### WHAT YOU WILL DO
In the text excerpt below, answer each question:
1. In which two countries does the text say these militants are being hunted?
2. What does the text say most frontier tribesmen would like to do if given the opportunity?
3. With whom does the text claim their true link and loyalty lies?

Nevertheless, ground reality is that, these retarded miscreants are getting hunted and getting killed without mercy every day, like rabid dogs and pigs, both in Pakistan and Afghanistan. There future is annihiliation for sure unless they change their ways, recite Kalma Shahadah and become Muslim, then start living peacefully and stop mischief they have spread throughout the region.

As for Frontier tribesmen, there is no link between them and these retards that are getting killed like dogs and pigs, by Pakistan army. Most frontier tribesmen are neither retards nor disloyal to Pakistan. If given opportunity, most tribesmen would like to live peacefully in Pakistan, but these retards have made their life difficult too.

The most surprising thing is that, these retards sometime try to create their link with Pakistani frontier tribesmen, sometime with Islam, sometime with Muslim ummah, sometime with Pakistan, sometime with God knows what, but never try to tell others where their true links and loyalty lies, even though many Muslims know that their true link and loyalty is with Iblis (shaitan whose whole purpose is to create mischief). Unfortunately, many people get misguided because of their ways and devious propaganda.

### RECORDS SHOWN
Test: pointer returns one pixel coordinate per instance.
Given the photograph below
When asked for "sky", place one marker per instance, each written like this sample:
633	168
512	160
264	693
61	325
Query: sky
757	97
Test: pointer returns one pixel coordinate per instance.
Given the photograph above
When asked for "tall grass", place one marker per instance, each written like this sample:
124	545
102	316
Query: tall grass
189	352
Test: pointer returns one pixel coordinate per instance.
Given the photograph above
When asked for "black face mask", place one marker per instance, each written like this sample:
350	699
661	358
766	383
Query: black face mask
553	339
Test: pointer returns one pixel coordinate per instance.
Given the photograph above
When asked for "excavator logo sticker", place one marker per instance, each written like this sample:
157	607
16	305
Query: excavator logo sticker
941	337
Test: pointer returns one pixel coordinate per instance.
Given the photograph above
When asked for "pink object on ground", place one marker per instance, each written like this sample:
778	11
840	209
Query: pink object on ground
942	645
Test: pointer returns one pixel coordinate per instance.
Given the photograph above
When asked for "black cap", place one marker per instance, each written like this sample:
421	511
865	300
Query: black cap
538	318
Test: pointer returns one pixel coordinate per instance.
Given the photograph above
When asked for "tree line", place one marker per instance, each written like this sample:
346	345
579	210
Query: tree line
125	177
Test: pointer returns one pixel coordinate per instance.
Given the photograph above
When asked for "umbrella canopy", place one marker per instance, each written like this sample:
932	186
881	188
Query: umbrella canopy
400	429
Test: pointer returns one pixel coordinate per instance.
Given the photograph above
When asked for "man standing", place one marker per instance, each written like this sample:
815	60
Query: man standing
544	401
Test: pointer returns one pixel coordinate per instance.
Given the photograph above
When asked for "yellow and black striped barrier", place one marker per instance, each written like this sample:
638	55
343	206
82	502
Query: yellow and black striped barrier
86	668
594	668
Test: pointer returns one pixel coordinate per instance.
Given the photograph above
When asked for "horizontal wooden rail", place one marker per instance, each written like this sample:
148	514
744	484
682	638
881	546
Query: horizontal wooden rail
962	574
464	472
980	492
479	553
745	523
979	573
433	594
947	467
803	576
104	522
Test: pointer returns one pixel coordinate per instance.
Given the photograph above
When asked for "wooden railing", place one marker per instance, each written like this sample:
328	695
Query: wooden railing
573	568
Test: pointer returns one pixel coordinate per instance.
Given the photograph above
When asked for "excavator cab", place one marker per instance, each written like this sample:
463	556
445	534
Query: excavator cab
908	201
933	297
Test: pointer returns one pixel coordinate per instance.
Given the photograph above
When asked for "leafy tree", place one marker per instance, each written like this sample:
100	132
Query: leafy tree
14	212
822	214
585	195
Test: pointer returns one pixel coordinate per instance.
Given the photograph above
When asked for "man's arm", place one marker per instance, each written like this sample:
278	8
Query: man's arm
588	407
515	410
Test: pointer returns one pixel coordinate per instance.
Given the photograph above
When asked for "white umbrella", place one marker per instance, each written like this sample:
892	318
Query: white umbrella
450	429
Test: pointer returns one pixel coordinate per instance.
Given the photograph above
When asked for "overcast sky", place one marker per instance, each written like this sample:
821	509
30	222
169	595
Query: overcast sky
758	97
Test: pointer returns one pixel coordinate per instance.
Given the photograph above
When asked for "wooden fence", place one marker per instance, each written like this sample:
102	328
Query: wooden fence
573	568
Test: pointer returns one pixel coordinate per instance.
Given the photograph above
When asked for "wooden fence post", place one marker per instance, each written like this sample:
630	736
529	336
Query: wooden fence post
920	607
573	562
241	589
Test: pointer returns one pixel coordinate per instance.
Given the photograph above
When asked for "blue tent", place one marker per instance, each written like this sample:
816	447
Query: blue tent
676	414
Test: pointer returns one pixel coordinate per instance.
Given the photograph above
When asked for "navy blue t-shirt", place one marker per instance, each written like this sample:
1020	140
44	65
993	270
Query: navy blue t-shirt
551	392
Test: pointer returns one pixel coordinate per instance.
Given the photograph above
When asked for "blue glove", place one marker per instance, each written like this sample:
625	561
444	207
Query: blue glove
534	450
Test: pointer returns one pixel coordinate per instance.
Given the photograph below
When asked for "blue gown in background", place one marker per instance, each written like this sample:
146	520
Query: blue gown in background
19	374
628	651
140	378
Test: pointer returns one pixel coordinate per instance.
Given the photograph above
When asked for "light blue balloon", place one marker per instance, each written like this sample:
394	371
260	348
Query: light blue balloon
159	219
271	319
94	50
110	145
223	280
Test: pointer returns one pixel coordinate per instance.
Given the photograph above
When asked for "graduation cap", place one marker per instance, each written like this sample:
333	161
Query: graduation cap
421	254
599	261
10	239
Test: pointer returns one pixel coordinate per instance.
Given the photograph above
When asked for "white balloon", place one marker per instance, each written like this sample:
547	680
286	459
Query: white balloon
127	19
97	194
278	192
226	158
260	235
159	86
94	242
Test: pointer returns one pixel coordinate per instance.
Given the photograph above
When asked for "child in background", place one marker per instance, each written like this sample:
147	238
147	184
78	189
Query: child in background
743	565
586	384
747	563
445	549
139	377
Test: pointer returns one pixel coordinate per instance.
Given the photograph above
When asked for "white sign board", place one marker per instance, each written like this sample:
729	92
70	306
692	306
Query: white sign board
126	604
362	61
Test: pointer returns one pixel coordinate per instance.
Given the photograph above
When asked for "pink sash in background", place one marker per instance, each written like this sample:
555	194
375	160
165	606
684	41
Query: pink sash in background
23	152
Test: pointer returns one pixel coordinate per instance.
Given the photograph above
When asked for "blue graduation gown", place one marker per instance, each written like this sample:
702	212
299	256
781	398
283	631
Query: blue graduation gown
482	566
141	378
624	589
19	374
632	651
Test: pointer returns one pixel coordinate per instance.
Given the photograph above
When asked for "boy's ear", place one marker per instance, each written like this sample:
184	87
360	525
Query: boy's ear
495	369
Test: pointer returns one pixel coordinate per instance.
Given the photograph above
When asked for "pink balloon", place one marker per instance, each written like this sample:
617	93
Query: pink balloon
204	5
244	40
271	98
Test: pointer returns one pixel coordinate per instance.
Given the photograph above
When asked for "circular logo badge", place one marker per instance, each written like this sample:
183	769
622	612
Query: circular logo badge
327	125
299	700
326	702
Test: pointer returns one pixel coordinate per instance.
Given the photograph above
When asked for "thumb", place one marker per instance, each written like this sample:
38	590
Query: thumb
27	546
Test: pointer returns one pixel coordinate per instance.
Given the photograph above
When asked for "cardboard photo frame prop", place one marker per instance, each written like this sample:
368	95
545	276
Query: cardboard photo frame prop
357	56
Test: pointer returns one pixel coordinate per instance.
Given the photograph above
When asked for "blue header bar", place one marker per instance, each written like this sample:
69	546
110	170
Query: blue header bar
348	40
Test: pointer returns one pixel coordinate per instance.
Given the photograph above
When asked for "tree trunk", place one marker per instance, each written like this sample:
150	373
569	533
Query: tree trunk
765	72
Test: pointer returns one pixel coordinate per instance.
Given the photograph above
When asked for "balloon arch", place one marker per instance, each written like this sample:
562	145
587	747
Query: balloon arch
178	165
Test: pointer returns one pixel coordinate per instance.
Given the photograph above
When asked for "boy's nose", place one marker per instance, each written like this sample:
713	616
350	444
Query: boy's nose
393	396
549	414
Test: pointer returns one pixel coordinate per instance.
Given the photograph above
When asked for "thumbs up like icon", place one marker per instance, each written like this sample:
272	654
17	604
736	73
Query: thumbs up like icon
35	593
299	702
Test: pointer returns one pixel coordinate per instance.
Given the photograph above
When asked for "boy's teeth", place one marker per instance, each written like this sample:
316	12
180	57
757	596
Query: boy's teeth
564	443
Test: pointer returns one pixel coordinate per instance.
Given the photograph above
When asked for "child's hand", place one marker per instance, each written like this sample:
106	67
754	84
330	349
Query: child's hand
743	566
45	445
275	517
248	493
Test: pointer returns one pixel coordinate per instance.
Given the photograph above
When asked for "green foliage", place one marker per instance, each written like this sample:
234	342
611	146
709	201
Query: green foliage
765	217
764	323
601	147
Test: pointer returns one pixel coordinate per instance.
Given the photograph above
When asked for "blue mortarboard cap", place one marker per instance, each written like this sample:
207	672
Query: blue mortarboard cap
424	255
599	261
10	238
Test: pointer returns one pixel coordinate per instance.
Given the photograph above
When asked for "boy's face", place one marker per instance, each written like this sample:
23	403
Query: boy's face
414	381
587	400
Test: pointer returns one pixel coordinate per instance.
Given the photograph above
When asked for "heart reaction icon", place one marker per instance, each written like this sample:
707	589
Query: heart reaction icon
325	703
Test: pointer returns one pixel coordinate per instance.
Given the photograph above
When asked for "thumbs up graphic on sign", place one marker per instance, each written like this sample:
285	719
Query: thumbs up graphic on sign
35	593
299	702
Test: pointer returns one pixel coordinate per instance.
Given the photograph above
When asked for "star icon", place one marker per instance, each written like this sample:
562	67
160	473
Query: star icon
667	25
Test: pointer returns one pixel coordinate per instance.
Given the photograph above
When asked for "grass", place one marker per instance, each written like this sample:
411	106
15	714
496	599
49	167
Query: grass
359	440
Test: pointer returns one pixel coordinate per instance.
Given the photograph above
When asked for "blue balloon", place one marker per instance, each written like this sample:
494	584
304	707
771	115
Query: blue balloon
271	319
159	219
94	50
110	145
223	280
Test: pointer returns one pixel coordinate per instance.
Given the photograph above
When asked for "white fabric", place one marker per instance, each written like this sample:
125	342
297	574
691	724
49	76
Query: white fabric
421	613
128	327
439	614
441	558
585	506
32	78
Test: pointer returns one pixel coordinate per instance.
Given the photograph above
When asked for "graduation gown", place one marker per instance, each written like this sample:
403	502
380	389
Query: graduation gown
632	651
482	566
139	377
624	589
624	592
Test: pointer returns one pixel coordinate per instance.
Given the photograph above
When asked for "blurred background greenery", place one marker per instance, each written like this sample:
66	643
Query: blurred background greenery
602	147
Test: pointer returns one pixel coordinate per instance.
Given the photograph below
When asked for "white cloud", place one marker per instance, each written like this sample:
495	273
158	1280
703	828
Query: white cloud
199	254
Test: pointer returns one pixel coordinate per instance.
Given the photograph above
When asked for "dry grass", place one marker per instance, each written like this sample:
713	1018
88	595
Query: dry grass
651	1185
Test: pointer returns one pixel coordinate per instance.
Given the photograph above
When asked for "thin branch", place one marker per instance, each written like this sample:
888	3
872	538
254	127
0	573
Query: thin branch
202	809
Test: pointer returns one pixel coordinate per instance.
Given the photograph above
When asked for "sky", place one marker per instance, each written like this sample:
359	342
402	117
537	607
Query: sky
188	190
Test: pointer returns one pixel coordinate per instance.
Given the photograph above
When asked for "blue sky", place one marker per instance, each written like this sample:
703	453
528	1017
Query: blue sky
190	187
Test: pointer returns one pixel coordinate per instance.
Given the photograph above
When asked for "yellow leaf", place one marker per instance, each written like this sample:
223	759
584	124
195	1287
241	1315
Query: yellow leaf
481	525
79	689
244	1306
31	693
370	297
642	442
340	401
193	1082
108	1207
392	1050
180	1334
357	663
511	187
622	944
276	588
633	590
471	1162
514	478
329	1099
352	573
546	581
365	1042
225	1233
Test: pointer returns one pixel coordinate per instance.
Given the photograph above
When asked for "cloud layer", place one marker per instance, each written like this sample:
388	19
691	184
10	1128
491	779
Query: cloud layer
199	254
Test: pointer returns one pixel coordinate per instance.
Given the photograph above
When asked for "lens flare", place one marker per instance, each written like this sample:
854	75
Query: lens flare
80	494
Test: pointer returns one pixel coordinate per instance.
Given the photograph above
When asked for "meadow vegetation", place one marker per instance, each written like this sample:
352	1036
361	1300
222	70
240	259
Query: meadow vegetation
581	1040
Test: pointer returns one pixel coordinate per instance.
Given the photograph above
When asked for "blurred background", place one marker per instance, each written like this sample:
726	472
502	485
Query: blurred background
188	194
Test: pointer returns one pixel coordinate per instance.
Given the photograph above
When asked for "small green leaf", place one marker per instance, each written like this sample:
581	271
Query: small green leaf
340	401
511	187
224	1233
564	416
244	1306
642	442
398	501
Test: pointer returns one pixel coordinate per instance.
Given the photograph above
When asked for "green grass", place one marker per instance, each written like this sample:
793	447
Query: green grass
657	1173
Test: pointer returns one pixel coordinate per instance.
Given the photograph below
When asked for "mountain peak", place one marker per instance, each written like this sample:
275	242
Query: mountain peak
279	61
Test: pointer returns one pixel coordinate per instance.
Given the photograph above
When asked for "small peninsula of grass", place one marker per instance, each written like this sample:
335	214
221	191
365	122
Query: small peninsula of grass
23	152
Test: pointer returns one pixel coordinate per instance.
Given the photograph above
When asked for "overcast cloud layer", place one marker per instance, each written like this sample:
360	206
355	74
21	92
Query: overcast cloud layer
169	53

### FINISHED ANSWER
1. Pakistan and Afghanistan
2. Live peacefully in Pakistan
3. Iblis (shaitan)